:: Excerpted records ::
■ ■ ■ ■

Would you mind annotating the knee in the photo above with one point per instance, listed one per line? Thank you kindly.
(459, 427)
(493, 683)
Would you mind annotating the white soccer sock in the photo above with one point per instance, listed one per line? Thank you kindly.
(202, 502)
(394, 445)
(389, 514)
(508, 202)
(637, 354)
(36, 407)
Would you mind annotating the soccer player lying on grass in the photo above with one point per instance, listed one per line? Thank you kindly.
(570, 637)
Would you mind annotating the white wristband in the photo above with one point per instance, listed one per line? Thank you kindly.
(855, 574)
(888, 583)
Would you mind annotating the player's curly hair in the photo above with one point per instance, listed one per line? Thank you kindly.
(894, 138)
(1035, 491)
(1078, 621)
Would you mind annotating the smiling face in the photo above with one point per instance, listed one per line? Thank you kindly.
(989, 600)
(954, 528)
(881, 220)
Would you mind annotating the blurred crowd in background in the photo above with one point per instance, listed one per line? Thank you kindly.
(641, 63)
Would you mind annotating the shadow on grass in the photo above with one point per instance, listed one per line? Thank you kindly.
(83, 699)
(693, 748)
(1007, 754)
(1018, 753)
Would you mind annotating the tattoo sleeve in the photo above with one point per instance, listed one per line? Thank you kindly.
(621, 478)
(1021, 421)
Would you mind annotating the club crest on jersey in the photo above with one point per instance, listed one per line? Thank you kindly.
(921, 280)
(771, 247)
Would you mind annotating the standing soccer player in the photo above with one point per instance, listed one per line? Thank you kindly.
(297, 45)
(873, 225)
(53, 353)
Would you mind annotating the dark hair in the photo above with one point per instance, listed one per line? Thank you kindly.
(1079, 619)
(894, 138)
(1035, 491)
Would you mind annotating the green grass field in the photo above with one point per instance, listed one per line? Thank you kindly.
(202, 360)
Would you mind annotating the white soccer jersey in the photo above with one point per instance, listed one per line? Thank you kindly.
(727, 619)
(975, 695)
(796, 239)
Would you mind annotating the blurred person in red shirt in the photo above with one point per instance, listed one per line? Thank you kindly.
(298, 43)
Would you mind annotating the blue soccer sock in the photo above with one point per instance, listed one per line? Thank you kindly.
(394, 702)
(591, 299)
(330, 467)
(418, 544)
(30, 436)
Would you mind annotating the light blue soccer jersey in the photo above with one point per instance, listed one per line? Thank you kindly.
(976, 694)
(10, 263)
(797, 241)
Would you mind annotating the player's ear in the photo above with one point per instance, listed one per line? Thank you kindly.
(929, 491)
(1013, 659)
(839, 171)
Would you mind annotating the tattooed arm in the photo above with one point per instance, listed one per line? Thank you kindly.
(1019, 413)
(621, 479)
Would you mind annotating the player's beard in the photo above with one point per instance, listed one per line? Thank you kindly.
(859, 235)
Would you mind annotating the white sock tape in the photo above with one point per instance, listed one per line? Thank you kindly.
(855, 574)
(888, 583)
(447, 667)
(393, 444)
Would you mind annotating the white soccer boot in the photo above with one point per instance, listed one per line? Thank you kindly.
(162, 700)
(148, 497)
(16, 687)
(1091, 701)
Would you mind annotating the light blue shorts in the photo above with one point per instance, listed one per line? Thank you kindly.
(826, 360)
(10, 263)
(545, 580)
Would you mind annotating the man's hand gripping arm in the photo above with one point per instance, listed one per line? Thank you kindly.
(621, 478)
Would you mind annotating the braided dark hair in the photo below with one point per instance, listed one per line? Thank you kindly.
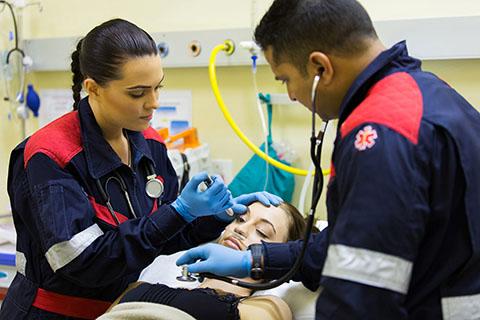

■ ■ ■ ■

:: What is needed ::
Reproduce the entire listing above verbatim, leaving out any pictures.

:: Problem solution ::
Would you mind annotating the knee in the photo above with one point per instance, listed one per line? Thank you kindly.
(459, 427)
(493, 683)
Would you mind annotating the white soccer sock in the photo above with one point per instance, listed one per line? Thank you kindly.
(202, 502)
(394, 445)
(389, 514)
(508, 202)
(637, 354)
(36, 407)
Would you mind annotating the soccer player lying on grass in the photo above with one point per instance, listed one per line? Thank you kindly.
(570, 637)
Would you mind annotating the white wristband in the photo above with one point per instance, listed one per line? Thank you kindly.
(855, 574)
(888, 583)
Would you mind annotating the player's curly hair in the photo above with one point per instance, listed one per line? Thank you kindly.
(894, 138)
(1035, 491)
(1078, 621)
Would you mind annotating the smiling face in the photo above with one point per instance, listed one per line? Thank you kindly.
(989, 600)
(954, 528)
(881, 220)
Would you mind annotating the blurred crowd in background in the photo above with one point per instance, listed one per line? Thank you kindly.
(641, 63)
Would you mind annotating the shadow on grass in the photo above with one point per instance, listed one per line? Thank you kindly.
(83, 699)
(693, 748)
(1007, 754)
(1018, 753)
Would you mind annotating the tattoo sleeve in the photo above with one point per instance, listed one per line? Thank you kindly.
(621, 478)
(1021, 421)
Would you mind annotating the club crest on jersey in the photo above with one point per instance, listed one per line? Thank you kindly.
(921, 280)
(771, 247)
Would you mind annotating the standing soccer player in the photo above with one point per instance, listed one per line? Thank you kindly.
(297, 45)
(873, 225)
(53, 353)
Would you mind annotating the dark hair in the photo above with one point per instance, listed one per line? Thank you kindly.
(1079, 619)
(894, 138)
(1035, 491)
Would you mind annotating the green grass field in the photo above with one point per instance, listed one per line? Thank you kindly.
(202, 360)
Would you mind annotating the white soccer jersey in the photo above with one point per instance, listed one per line? Thank you kindly.
(727, 619)
(975, 695)
(796, 239)
Would you mind annotating the blurred person in red shirt in the photo above with one point per instance, listed one per line? Thank you kindly.
(298, 43)
Would you mind annotating the blue soccer sock in the photo above with one point per instance, listed one per line? Thank you kindly.
(394, 702)
(591, 299)
(330, 467)
(418, 544)
(30, 436)
Would you mind annotating the light blue soccer jersey in the photo above with one point per instance, listed one per line? Thank you kindly.
(976, 694)
(10, 263)
(797, 241)
Would you mind annotating the player's ear in the photo above with one point per instance, listed one per line? Thank you kindly.
(929, 491)
(1013, 659)
(839, 171)
Would you mind annotating the tattooed arm in the photo above with one point per instance, listed one per line? Thank you kindly.
(1019, 413)
(621, 479)
Would you mind annotating the player's beard in the photo above with one point per instance, listed one per line? Thank you kindly.
(859, 235)
Would you mind annotating the white sock tape in the photo above with one point per instance, listed one per line? Thank you kindly.
(855, 574)
(888, 583)
(447, 667)
(393, 444)
Would you mind annotating the white soccer boot in the photo above with one point per instance, listed one per line? Thank you kindly.
(162, 700)
(148, 497)
(16, 687)
(1091, 701)
Would you mind annotating the light blue shorts in the photo above with one point per instance, listed one per line? Thank you kindly.
(826, 360)
(10, 263)
(545, 580)
Would you mind annotating the man's hand gripping arm in the photo above with one point per instance, listed one per line? Thank you kindly.
(621, 478)
Would you mind annotating the braided dark hair in the photo below with one point per instance, listed one per line? Thank you kindly.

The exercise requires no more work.